Things to do:
(1) Can you reproduce the part of the page on PARP activation in diabetes starting at "Address correspondence and" and ending at "stock in Inotek."?
(2) Do these statements agree with the page on PARP activation in diabetes? Answer yes or no for each and quote the deciding words.
(a) Treatment with PJ34 began 1 week after diabetes set in.
(b) The benefit of PARP inhibition ended once the treatment was stopped.
(c) PJ34 treatment brought blood glucose back to normal.
(3) Which abbreviations does the closing list of the page on PARP activation in diabetes define, and what does each stand for?

The Role of Poly(ADP-Ribose) Polymerase Activation in the Development of Myocardial and Endothelial Dysfunction in Diabetes
- Pal Pacher1,
- Lucas Liaudet2,
- Francisco Garcia Soriano2,
- Jon G. Mabley1,
- Éva Szabó1 and
- Csaba Szabó12
- 1Inotek Corporation, Beverly, Massachusetts
- 2Department of Surgery, New Jersey Medical School, University of Medicine and Dentistry New Jersey, Newark, New Jersey
Patients with diabetes exhibit a high incidence of diabetic cardiomyopathy and vascular complications, which underlie the development of retinopathy, nephropathy, and neuropathy and increase the risk of hypertension, stroke, and myocardial infarction. There is emerging evidence that the activation of the nuclear enzyme poly(ADP-ribose) polymerase (PARP) importantly contributes to the development of endothelial dysfunction in a streptozotocin-induced model of diabetes. We investigated the role of PARP activation in the pathogenesis of cardiac dysfunction in streptozotocin-induced and genetic (nonobese diabetic) models of diabetes in rats and mice. Development of diabetes was accompanied by hyperglycemia, cardiac PARP activation, a selective loss of endothelium-dependent vasodilation in the thoracic aorta, and an early diastolic dysfunction of the heart. Treatment with a novel potent phenanthridinone-based PARP inhibitor, PJ34, starting 1 week after the onset of diabetes, restored normal vascular responsiveness and significantly improved cardiac dysfunction, despite the persistence of severe hyperglycemia. The beneficial effect of PARP inhibition persisted even after several weeks of discontinuation of the treatment. Thus, PARP activation plays a central role in the pathogenesis of diabetic cardiovascular (cardiac as well as endothelial) dysfunction. PARP inhibitors may exert beneficial effects against the development of cardiovascular complications in diabetes.
Address correspondence and reprint requests to Csaba Szabó, Inotek Corporation, Suite 419E, 100 Cummings Center, Beverly, MA 01915. E-mail:.
Received for publication 17 July 2001 and accepted in revised form 1 November 2001.
P.P., J.G.M., E.S., and C.S. are employed by Inotek, which develops poly(ADP-ribose) polymerase inhibitors for the treatment of diabetes and other diseases. C.S. is a board member of and holds stock in Inotek.
ABC, avidin-biotin-peroxidase complex; DAB, diaminobenzidine; +dP/dt, systolic pressure increment; −dP/dt, systolic pressure decrement; PARP, poly(ADP-ribose) polymerase; STZ, streptozotocin.

Material shown:
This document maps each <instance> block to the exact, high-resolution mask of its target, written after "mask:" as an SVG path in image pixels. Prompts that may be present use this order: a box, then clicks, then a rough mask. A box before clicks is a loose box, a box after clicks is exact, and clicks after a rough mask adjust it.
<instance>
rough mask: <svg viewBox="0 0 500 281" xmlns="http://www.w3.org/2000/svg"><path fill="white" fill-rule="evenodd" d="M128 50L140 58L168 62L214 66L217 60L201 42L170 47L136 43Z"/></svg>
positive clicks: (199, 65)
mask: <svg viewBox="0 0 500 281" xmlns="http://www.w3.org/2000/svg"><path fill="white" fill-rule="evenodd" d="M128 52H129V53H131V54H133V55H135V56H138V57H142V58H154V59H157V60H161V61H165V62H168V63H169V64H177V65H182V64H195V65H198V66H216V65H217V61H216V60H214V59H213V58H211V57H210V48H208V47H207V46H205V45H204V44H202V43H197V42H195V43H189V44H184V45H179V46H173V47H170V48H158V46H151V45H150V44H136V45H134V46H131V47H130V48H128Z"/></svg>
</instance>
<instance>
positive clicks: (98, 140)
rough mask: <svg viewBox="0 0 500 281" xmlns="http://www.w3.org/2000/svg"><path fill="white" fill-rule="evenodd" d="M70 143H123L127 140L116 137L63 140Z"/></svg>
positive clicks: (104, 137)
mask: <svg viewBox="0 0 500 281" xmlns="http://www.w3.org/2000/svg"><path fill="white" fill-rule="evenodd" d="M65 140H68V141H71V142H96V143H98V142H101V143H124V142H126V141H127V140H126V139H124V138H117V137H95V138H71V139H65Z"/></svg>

---

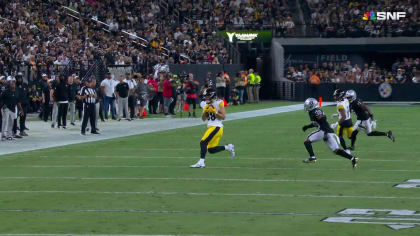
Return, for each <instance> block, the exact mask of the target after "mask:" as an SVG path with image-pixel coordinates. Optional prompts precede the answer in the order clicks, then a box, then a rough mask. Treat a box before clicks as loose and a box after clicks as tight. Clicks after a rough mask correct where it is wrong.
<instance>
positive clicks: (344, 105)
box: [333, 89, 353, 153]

Results of the exercise:
(1)
Address correspondence and reprint requests to Csaba Szabó, Inotek Corporation, Suite 419E, 100 Cummings Center, Beverly, MA 01915. E-mail:.
Received for publication 17 July 2001 and accepted in revised form 1 November 2001.
P.P., J.G.M., E.S., and C.S. are employed by Inotek, which develops poly(ADP-ribose) polymerase inhibitors for the treatment of diabetes and other diseases. C.S. is a board member of and holds stock in Inotek.

(2)
(a) Yes: "starting 1 week after the onset of diabetes"
(b) No: "The beneficial effect of PARP inhibition persisted even after several weeks of discontinuation of the treatment."
(c) No: "despite the persistence of severe hyperglycemia"

(3)
- ABC: avidin-biotin-peroxidase complex
- DAB: diaminobenzidine
- +dP/dt: systolic pressure increment
- −dP/dt: systolic pressure decrement
- PARP: poly(ADP-ribose) polymerase
- STZ: streptozotocin